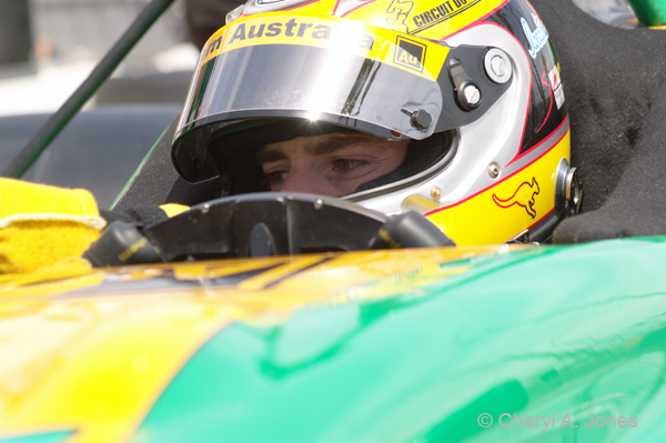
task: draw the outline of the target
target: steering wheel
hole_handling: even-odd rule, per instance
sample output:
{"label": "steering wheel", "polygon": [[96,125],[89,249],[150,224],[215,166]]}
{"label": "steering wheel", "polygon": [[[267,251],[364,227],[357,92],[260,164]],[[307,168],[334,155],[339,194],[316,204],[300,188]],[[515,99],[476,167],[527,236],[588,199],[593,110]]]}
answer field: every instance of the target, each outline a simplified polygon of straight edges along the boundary
{"label": "steering wheel", "polygon": [[85,252],[93,264],[454,245],[416,212],[387,217],[339,199],[265,192],[212,200],[140,231],[111,223]]}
____________________
*EXERCISE GOAL*
Above are records with pictures; repeat the records exactly and leave the pictures out.

*RESPONSE*
task: draw the outline of the target
target: steering wheel
hole_handling: even-odd rule, per instance
sample output:
{"label": "steering wheel", "polygon": [[96,125],[89,249],[150,224],[215,166]]}
{"label": "steering wheel", "polygon": [[[267,251],[364,227],[357,92],[260,164]],[[307,168],[334,155],[339,194],[316,204],[300,188]],[[515,99],[476,167],[527,236],[588,199],[593,110]]]}
answer field: every instance of the target, each outline a simplified polygon of straight edges along the boundary
{"label": "steering wheel", "polygon": [[85,252],[93,264],[454,245],[416,212],[387,217],[339,199],[265,192],[212,200],[140,231],[111,223]]}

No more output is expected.